### Your assignment:
From the entries below, please output exactly the lines starting at the one containing "marking and record integer pixel coordinates." and ending at the one containing "Target: horizontal stabilizer", both included.

### Available data:
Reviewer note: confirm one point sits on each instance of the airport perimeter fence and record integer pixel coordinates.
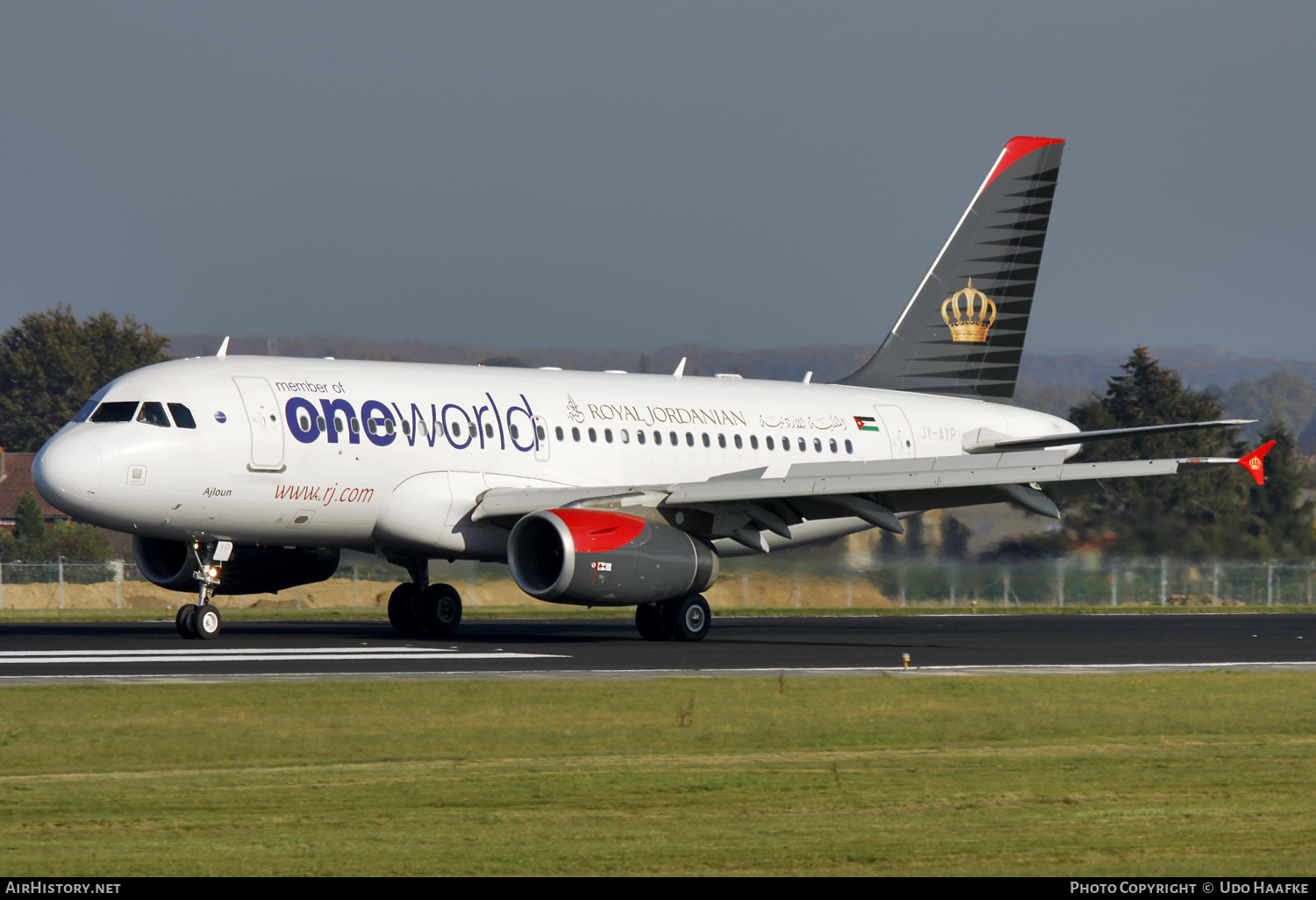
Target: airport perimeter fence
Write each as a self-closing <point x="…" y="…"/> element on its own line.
<point x="60" y="584"/>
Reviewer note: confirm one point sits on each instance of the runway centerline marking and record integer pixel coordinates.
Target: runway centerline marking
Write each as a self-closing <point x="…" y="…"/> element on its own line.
<point x="282" y="654"/>
<point x="200" y="652"/>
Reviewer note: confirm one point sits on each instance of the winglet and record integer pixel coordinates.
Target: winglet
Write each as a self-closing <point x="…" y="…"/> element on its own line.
<point x="1252" y="462"/>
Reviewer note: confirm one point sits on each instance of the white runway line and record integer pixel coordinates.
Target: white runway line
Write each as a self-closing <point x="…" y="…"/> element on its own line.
<point x="218" y="650"/>
<point x="260" y="655"/>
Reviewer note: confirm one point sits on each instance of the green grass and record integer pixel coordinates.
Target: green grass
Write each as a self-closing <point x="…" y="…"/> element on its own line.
<point x="1184" y="774"/>
<point x="555" y="611"/>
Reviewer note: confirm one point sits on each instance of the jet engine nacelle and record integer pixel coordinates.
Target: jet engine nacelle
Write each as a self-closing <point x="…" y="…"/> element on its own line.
<point x="605" y="558"/>
<point x="249" y="570"/>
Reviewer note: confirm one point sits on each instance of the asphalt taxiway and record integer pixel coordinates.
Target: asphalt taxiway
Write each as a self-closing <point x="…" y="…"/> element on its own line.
<point x="610" y="647"/>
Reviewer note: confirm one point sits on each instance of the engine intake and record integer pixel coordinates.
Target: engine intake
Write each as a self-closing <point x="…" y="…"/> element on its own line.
<point x="605" y="558"/>
<point x="250" y="570"/>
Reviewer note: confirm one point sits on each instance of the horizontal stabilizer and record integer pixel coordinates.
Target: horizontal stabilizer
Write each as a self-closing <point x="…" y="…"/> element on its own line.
<point x="1010" y="445"/>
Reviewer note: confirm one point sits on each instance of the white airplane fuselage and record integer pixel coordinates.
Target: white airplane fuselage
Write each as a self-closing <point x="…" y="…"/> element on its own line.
<point x="268" y="463"/>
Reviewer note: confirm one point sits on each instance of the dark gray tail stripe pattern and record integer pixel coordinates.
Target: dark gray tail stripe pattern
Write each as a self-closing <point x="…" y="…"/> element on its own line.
<point x="999" y="246"/>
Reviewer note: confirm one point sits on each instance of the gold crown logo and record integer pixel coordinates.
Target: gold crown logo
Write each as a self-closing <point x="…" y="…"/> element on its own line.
<point x="970" y="325"/>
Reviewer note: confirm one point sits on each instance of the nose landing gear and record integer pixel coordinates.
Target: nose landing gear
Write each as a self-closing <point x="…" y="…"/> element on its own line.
<point x="202" y="621"/>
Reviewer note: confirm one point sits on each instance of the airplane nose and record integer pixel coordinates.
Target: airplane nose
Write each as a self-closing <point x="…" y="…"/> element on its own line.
<point x="68" y="471"/>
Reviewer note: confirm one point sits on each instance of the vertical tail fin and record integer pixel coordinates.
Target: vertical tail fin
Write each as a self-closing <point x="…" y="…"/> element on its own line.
<point x="1252" y="462"/>
<point x="962" y="333"/>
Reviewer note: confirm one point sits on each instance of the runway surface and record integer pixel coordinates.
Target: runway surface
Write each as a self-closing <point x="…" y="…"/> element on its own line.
<point x="610" y="647"/>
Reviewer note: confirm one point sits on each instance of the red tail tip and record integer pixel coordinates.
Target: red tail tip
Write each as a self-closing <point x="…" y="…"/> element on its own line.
<point x="1252" y="462"/>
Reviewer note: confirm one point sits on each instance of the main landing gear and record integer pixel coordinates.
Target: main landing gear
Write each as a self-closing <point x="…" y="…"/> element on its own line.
<point x="423" y="608"/>
<point x="200" y="621"/>
<point x="681" y="618"/>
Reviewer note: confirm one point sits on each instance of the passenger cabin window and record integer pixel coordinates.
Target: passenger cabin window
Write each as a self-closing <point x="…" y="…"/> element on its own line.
<point x="118" y="411"/>
<point x="183" y="416"/>
<point x="153" y="413"/>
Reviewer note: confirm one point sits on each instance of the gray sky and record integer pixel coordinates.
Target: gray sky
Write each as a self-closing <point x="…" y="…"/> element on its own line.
<point x="631" y="175"/>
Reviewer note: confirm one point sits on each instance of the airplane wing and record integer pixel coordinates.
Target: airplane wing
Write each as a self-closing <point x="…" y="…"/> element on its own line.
<point x="745" y="504"/>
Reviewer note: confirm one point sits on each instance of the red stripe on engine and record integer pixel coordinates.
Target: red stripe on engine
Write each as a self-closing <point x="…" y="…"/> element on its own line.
<point x="595" y="531"/>
<point x="1016" y="147"/>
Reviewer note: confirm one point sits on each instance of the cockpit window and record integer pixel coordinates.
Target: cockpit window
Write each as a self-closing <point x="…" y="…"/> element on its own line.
<point x="116" y="411"/>
<point x="182" y="415"/>
<point x="84" y="413"/>
<point x="153" y="413"/>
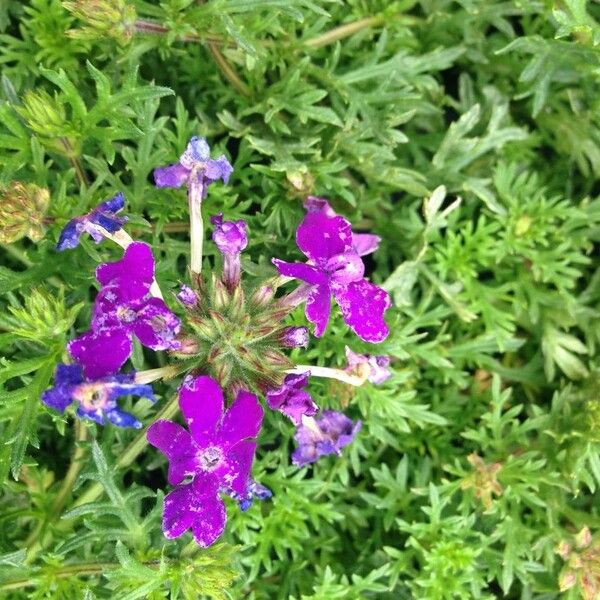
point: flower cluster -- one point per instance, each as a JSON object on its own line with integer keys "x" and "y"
{"x": 232, "y": 342}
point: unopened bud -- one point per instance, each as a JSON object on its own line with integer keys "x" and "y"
{"x": 47, "y": 118}
{"x": 23, "y": 207}
{"x": 263, "y": 295}
{"x": 103, "y": 18}
{"x": 277, "y": 359}
{"x": 220, "y": 294}
{"x": 584, "y": 538}
{"x": 294, "y": 337}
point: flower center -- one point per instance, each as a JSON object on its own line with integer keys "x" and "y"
{"x": 210, "y": 458}
{"x": 125, "y": 314}
{"x": 92, "y": 396}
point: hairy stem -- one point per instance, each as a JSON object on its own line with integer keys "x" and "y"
{"x": 94, "y": 491}
{"x": 81, "y": 434}
{"x": 343, "y": 31}
{"x": 195, "y": 191}
{"x": 76, "y": 570}
{"x": 228, "y": 71}
{"x": 339, "y": 374}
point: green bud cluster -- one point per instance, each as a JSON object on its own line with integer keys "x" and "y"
{"x": 43, "y": 318}
{"x": 103, "y": 18}
{"x": 235, "y": 338}
{"x": 23, "y": 207}
{"x": 47, "y": 118}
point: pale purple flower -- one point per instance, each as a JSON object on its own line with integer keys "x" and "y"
{"x": 377, "y": 365}
{"x": 292, "y": 399}
{"x": 363, "y": 243}
{"x": 326, "y": 435}
{"x": 255, "y": 491}
{"x": 123, "y": 308}
{"x": 187, "y": 296}
{"x": 104, "y": 216}
{"x": 294, "y": 337}
{"x": 216, "y": 453}
{"x": 194, "y": 167}
{"x": 334, "y": 268}
{"x": 230, "y": 238}
{"x": 96, "y": 398}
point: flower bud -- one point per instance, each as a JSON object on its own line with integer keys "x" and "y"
{"x": 187, "y": 296}
{"x": 103, "y": 18}
{"x": 46, "y": 117}
{"x": 23, "y": 207}
{"x": 294, "y": 337}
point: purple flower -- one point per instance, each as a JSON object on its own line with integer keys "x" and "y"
{"x": 294, "y": 337}
{"x": 187, "y": 296}
{"x": 335, "y": 269}
{"x": 104, "y": 216}
{"x": 194, "y": 167}
{"x": 326, "y": 435}
{"x": 291, "y": 399}
{"x": 216, "y": 453}
{"x": 230, "y": 238}
{"x": 363, "y": 243}
{"x": 376, "y": 366}
{"x": 254, "y": 491}
{"x": 97, "y": 398}
{"x": 124, "y": 307}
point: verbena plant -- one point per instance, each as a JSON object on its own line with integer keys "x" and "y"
{"x": 432, "y": 432}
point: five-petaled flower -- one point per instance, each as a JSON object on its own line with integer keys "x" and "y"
{"x": 194, "y": 167}
{"x": 292, "y": 399}
{"x": 327, "y": 434}
{"x": 124, "y": 307}
{"x": 376, "y": 367}
{"x": 335, "y": 269}
{"x": 96, "y": 398}
{"x": 97, "y": 222}
{"x": 216, "y": 453}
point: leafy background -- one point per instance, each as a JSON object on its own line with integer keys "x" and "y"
{"x": 373, "y": 104}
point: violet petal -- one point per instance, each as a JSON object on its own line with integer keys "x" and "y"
{"x": 171, "y": 176}
{"x": 101, "y": 353}
{"x": 363, "y": 305}
{"x": 201, "y": 402}
{"x": 178, "y": 446}
{"x": 242, "y": 419}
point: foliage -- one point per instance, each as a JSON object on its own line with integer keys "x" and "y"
{"x": 466, "y": 134}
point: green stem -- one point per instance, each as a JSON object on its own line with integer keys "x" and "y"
{"x": 82, "y": 569}
{"x": 228, "y": 71}
{"x": 67, "y": 483}
{"x": 81, "y": 434}
{"x": 343, "y": 31}
{"x": 195, "y": 191}
{"x": 94, "y": 491}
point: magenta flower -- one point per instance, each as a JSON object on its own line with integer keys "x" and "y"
{"x": 187, "y": 296}
{"x": 363, "y": 243}
{"x": 255, "y": 491}
{"x": 124, "y": 307}
{"x": 335, "y": 269}
{"x": 326, "y": 435}
{"x": 104, "y": 216}
{"x": 377, "y": 366}
{"x": 230, "y": 238}
{"x": 292, "y": 399}
{"x": 216, "y": 453}
{"x": 194, "y": 167}
{"x": 294, "y": 337}
{"x": 96, "y": 397}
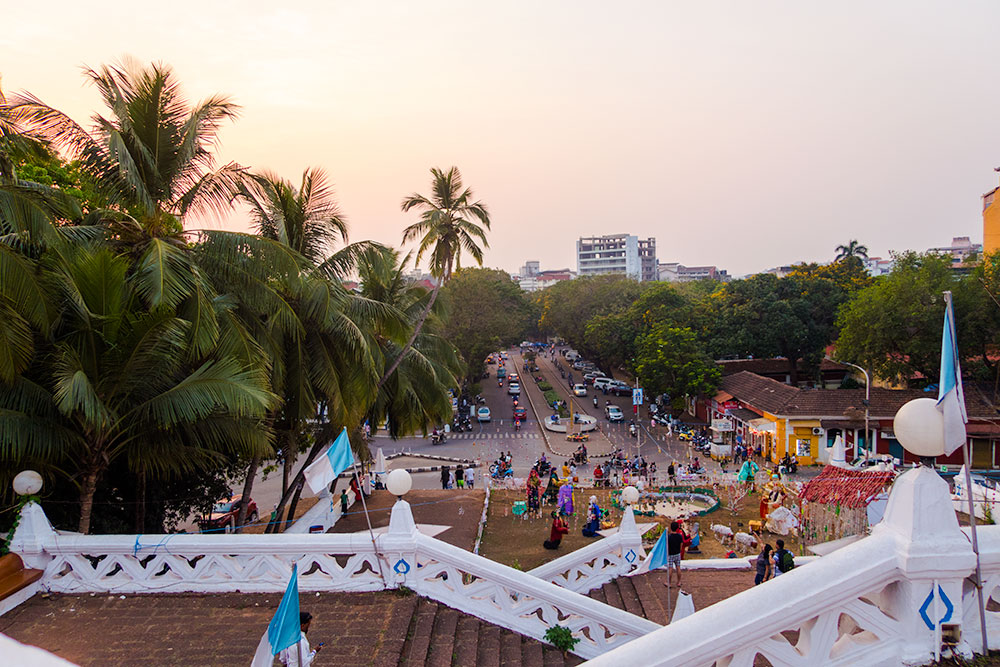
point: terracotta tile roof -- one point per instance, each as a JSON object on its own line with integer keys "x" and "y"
{"x": 777, "y": 366}
{"x": 851, "y": 488}
{"x": 772, "y": 396}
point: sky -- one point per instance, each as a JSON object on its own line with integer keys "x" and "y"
{"x": 742, "y": 134}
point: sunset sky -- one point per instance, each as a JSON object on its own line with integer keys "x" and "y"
{"x": 744, "y": 134}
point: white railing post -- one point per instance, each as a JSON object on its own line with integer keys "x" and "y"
{"x": 398, "y": 546}
{"x": 934, "y": 558}
{"x": 631, "y": 543}
{"x": 33, "y": 534}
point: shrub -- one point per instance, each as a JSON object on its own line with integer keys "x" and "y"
{"x": 561, "y": 637}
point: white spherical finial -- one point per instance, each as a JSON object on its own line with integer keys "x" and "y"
{"x": 630, "y": 495}
{"x": 27, "y": 483}
{"x": 398, "y": 482}
{"x": 919, "y": 427}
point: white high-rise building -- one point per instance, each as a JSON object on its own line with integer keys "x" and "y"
{"x": 617, "y": 253}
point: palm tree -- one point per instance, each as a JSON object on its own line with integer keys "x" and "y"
{"x": 114, "y": 380}
{"x": 449, "y": 224}
{"x": 852, "y": 249}
{"x": 151, "y": 156}
{"x": 321, "y": 354}
{"x": 416, "y": 396}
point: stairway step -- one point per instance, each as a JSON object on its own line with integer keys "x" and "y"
{"x": 488, "y": 654}
{"x": 418, "y": 643}
{"x": 629, "y": 596}
{"x": 466, "y": 641}
{"x": 443, "y": 638}
{"x": 613, "y": 595}
{"x": 510, "y": 649}
{"x": 653, "y": 598}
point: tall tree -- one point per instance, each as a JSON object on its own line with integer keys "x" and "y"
{"x": 451, "y": 222}
{"x": 767, "y": 316}
{"x": 852, "y": 249}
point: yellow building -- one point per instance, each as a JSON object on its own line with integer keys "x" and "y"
{"x": 991, "y": 221}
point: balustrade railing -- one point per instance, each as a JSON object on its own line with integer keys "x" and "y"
{"x": 884, "y": 600}
{"x": 583, "y": 570}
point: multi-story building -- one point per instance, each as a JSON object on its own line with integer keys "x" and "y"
{"x": 991, "y": 220}
{"x": 959, "y": 250}
{"x": 542, "y": 279}
{"x": 676, "y": 272}
{"x": 617, "y": 253}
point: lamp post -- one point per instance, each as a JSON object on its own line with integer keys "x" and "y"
{"x": 868, "y": 385}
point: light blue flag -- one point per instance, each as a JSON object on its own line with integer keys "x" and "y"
{"x": 284, "y": 629}
{"x": 336, "y": 459}
{"x": 951, "y": 398}
{"x": 658, "y": 556}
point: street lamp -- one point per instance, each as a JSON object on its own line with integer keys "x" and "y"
{"x": 868, "y": 385}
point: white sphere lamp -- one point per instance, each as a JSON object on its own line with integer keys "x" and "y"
{"x": 398, "y": 482}
{"x": 630, "y": 495}
{"x": 27, "y": 483}
{"x": 919, "y": 427}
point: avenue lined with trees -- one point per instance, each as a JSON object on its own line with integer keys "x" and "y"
{"x": 148, "y": 367}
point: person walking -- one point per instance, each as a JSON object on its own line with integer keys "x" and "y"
{"x": 289, "y": 657}
{"x": 675, "y": 542}
{"x": 764, "y": 566}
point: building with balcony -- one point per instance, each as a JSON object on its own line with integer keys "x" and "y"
{"x": 617, "y": 254}
{"x": 678, "y": 273}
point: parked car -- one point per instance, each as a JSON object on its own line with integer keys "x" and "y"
{"x": 602, "y": 383}
{"x": 224, "y": 513}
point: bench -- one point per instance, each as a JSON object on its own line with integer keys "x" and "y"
{"x": 14, "y": 577}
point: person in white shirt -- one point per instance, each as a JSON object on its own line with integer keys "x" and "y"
{"x": 290, "y": 656}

### Solution:
Reviewer note: confirm one point sits on each instance of the runway centerline marking and record integer pixel coordinates.
Target: runway centerline marking
Write each as a self-closing <point x="…" y="…"/> element on its own line.
<point x="282" y="654"/>
<point x="200" y="652"/>
Reviewer note: confirm one point sits on each instance of the winglet and record integer pixel coordinates.
Target: winglet
Write each as a self-closing <point x="…" y="…"/> element on its own line.
<point x="1252" y="462"/>
Reviewer note: confirm one point sits on each instance of the white runway line and record integer pixel coordinates.
Target: white runway line
Write each as a self-closing <point x="…" y="…"/> element on its own line.
<point x="218" y="650"/>
<point x="260" y="655"/>
Reviewer note: confirm one point sits on each instance of the green grass and record integer pixel coordinates.
Target: green grass
Write each as a self-closing <point x="…" y="…"/> element on its own line.
<point x="1184" y="774"/>
<point x="555" y="611"/>
Reviewer note: confirm one point sits on each instance of the jet engine nacelle and record integer pixel coordinates.
Target: jet engine nacelle
Write each as a self-closing <point x="…" y="…"/> element on its own line.
<point x="605" y="558"/>
<point x="249" y="570"/>
Reviewer note: confirm one point sits on each instance of the asphalt taxiway and record integer pixel coordinates.
Target: asphalt taxiway
Write each as a self-closing <point x="…" y="…"/> element on its own line.
<point x="610" y="647"/>
Reviewer note: confirm one point sits on each instance of the engine intake and record integer pixel coordinates.
Target: engine intake
Write each as a self-closing <point x="…" y="…"/> element on its own line.
<point x="605" y="558"/>
<point x="250" y="570"/>
Reviewer note: confirm one point sits on each instance of the horizontal stabilizer and record integer pixel coordinates.
Target: horizontal stabilizer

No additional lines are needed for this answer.